● **EXERCISE INSTRUCTIONS**
What follows are records. Restate all of them word for word.

==============================

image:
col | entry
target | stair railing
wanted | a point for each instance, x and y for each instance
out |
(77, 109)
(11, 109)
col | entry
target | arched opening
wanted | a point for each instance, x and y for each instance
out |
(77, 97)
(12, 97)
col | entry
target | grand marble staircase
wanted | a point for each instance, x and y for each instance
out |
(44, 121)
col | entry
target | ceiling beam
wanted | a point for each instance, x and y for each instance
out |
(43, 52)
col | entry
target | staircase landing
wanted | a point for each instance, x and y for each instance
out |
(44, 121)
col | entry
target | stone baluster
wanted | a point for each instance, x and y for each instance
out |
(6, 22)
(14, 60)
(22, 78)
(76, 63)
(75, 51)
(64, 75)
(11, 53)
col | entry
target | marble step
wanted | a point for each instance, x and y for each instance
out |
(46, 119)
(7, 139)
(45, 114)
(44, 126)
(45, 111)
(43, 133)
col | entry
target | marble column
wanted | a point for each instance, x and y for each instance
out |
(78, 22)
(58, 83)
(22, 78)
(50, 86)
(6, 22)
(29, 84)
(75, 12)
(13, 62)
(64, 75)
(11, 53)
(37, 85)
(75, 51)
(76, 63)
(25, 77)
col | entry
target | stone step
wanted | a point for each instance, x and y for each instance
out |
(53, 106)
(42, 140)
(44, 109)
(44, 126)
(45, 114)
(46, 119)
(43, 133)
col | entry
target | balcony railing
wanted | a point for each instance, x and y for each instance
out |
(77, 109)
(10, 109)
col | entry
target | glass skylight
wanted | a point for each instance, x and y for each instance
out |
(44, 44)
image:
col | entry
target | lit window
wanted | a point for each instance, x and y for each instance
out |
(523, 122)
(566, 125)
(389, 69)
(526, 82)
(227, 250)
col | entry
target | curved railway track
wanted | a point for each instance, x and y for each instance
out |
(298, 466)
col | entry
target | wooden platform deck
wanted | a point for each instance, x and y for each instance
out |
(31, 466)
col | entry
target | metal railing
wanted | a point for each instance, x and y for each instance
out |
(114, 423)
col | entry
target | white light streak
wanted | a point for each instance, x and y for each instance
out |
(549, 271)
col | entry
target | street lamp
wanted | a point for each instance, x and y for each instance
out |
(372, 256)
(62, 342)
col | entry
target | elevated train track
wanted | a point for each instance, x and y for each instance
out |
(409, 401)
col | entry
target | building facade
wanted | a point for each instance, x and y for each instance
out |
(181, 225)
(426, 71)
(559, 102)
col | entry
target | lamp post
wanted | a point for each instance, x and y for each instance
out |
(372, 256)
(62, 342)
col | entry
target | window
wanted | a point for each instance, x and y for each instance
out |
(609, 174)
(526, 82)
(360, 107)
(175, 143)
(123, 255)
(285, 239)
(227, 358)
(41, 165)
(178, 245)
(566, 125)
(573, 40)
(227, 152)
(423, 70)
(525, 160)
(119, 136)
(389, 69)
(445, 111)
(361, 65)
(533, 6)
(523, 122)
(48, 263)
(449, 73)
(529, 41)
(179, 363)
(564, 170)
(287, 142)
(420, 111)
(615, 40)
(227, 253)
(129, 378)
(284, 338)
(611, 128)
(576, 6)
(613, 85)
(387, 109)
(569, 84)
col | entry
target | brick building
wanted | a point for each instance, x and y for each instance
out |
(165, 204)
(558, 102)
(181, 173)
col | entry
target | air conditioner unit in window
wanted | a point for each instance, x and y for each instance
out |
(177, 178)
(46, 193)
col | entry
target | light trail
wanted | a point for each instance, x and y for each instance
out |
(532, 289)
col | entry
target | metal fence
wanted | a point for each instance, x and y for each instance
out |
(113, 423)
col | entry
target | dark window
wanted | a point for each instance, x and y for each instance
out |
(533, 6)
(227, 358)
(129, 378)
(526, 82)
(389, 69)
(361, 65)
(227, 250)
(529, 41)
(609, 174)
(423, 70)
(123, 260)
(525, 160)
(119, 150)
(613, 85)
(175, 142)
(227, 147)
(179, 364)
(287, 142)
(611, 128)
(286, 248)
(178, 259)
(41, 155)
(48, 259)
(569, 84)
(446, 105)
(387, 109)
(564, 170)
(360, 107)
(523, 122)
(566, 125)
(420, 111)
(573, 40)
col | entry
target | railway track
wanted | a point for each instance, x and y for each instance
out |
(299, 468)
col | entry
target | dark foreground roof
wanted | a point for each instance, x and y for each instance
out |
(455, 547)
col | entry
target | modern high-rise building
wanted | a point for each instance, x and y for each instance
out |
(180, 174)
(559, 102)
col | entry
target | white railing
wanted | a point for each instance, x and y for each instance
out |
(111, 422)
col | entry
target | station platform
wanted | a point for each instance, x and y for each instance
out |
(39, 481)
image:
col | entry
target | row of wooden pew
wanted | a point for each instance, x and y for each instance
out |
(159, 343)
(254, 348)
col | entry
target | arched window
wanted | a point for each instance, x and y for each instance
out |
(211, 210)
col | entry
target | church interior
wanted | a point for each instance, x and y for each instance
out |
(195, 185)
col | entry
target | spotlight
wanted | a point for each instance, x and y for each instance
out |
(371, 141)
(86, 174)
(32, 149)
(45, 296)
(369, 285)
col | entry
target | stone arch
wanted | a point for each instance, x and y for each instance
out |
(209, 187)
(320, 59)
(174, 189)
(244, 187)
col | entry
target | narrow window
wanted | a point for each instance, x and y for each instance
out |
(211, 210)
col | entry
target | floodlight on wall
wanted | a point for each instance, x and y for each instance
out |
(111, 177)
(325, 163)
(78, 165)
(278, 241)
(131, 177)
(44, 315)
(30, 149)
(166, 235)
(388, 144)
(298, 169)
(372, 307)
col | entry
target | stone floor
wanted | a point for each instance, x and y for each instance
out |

==============================

● **FINAL RESULT**
image:
col | entry
target | stair railing
wanted | a point for each instance, x and y for each instance
out |
(77, 109)
(11, 109)
col | entry
target | arched opening
wanted | a point for each instance, x and y for each instance
out |
(77, 97)
(12, 97)
col | entry
target | grand marble staircase
wanted | a point for each instance, x and y for each instance
out |
(44, 121)
col | entry
target | ceiling beam
wanted | a point for each instance, x and y for each instance
out |
(43, 52)
col | entry
target | staircase landing
wanted | a point for each instance, x and y for each instance
out |
(44, 121)
col | entry
target | stone baluster
wanted | a point for each instance, x and y for each instance
out |
(6, 22)
(14, 60)
(22, 78)
(76, 63)
(75, 51)
(64, 75)
(11, 53)
col | entry
target | marble step
wanted | a point for each instance, x and y for each instance
out |
(46, 119)
(7, 139)
(45, 114)
(44, 126)
(45, 111)
(43, 133)
col | entry
target | marble column
wanted | a point for each instance, x and y for each instance
out |
(78, 22)
(58, 83)
(22, 78)
(50, 86)
(6, 22)
(29, 84)
(75, 12)
(13, 62)
(64, 75)
(11, 53)
(37, 85)
(75, 51)
(76, 63)
(25, 77)
col | entry
target | stone step
wanted | a point for each instance, x and y for each instance
out |
(53, 106)
(42, 140)
(44, 109)
(44, 126)
(45, 114)
(46, 119)
(43, 133)
col | entry
target | balcony railing
wanted | a point for each instance, x and y for each instance
out |
(77, 109)
(10, 109)
col | entry
target | glass skylight
wanted | a point for each instance, x and y for each instance
out |
(44, 44)
image:
col | entry
target | lit window
wanted | a point for each instance, x and y for each instance
out |
(523, 122)
(566, 125)
(389, 69)
(526, 82)
(227, 250)
col | entry
target | curved railway track
wanted | a point for each instance, x and y for each instance
out |
(298, 466)
col | entry
target | wooden platform deck
wanted | a point for each instance, x and y for each instance
out |
(31, 466)
col | entry
target | metal railing
wanted | a point for each instance, x and y for each instance
out |
(114, 423)
col | entry
target | white light streak
wanted | a point for each instance, x and y for each instance
out |
(549, 271)
col | entry
target | street lamp
wanted | a point for each instance, x and y for each instance
out |
(372, 256)
(62, 342)
col | entry
target | elevated train track
wanted | a point for each instance, x and y for each instance
out |
(409, 401)
col | entry
target | building facade
wanted | a point for each instance, x and y for each instance
out |
(181, 225)
(426, 71)
(559, 102)
col | entry
target | lamp post
wanted | a point for each instance, x and y for each instance
out |
(372, 256)
(62, 342)
col | entry
target | window
wanted | a point for each instance, x and y for each instance
out |
(609, 174)
(526, 82)
(360, 107)
(175, 143)
(123, 255)
(285, 239)
(227, 358)
(41, 165)
(178, 245)
(566, 125)
(573, 40)
(227, 152)
(423, 70)
(525, 160)
(119, 136)
(389, 69)
(445, 111)
(361, 65)
(533, 6)
(523, 122)
(48, 263)
(449, 73)
(529, 41)
(179, 363)
(564, 170)
(287, 142)
(420, 111)
(615, 40)
(227, 253)
(129, 378)
(284, 338)
(611, 128)
(576, 6)
(613, 85)
(387, 109)
(569, 84)
col | entry
target | brick building
wanted | a point for each instance, x and y for each instance
out |
(165, 204)
(558, 102)
(181, 173)
col | entry
target | air conditioner unit in window
wanted | a point for each instance, x and y for each instance
out |
(177, 178)
(46, 193)
col | entry
target | light trail
wanted | a point for each instance, x and y for each instance
out |
(532, 289)
col | entry
target | metal fence
wanted | a point for each instance, x and y for each instance
out |
(113, 423)
col | entry
target | dark window
wanted | a point for each instance, x and y for each instance
out |
(533, 6)
(227, 358)
(129, 378)
(526, 82)
(389, 69)
(361, 65)
(227, 250)
(529, 41)
(609, 174)
(423, 70)
(123, 260)
(525, 160)
(119, 150)
(613, 85)
(175, 142)
(227, 147)
(179, 364)
(287, 142)
(611, 128)
(286, 248)
(178, 259)
(41, 155)
(48, 259)
(569, 84)
(446, 105)
(387, 109)
(564, 170)
(360, 107)
(523, 122)
(566, 125)
(420, 111)
(573, 40)
col | entry
target | railway track
wanted | a point for each instance, x and y for each instance
out |
(299, 468)
col | entry
target | dark foreground roof
wanted | a point for each instance, x and y for each instance
out |
(455, 547)
col | entry
target | modern high-rise building
wanted | a point for each instance, x and y for each instance
out |
(180, 174)
(559, 102)
col | entry
target | white railing
wanted | a point for each instance, x and y for each instance
out |
(111, 422)
col | entry
target | station platform
wanted | a point for each instance, x and y for each instance
out |
(39, 481)
image:
col | entry
target | row of wooden pew
wanted | a point for each instance, x and y for each instance
out |
(159, 343)
(254, 348)
col | entry
target | arched window
wanted | a point for each instance, x and y for each instance
out |
(211, 210)
col | entry
target | church interior
wanted | a point for each instance, x and y for each instance
out |
(195, 185)
col | entry
target | spotlight
wanted | a point for each instance, x and y for each instance
out |
(371, 141)
(86, 174)
(32, 149)
(45, 296)
(369, 285)
col | entry
target | stone arch
wanted | a point for each instance, x and y for each instance
out |
(209, 187)
(320, 59)
(174, 189)
(244, 187)
col | entry
target | narrow window
wanted | a point for each instance, x and y for each instance
out |
(211, 210)
col | entry
target | floodlight on wall
wanted | a point for each instance, x and y for each instance
out |
(111, 177)
(325, 163)
(78, 165)
(278, 241)
(131, 177)
(44, 315)
(30, 149)
(166, 235)
(388, 144)
(298, 169)
(372, 307)
col | entry
target | stone floor
wanted | a point for each instance, x and y for each instance
out |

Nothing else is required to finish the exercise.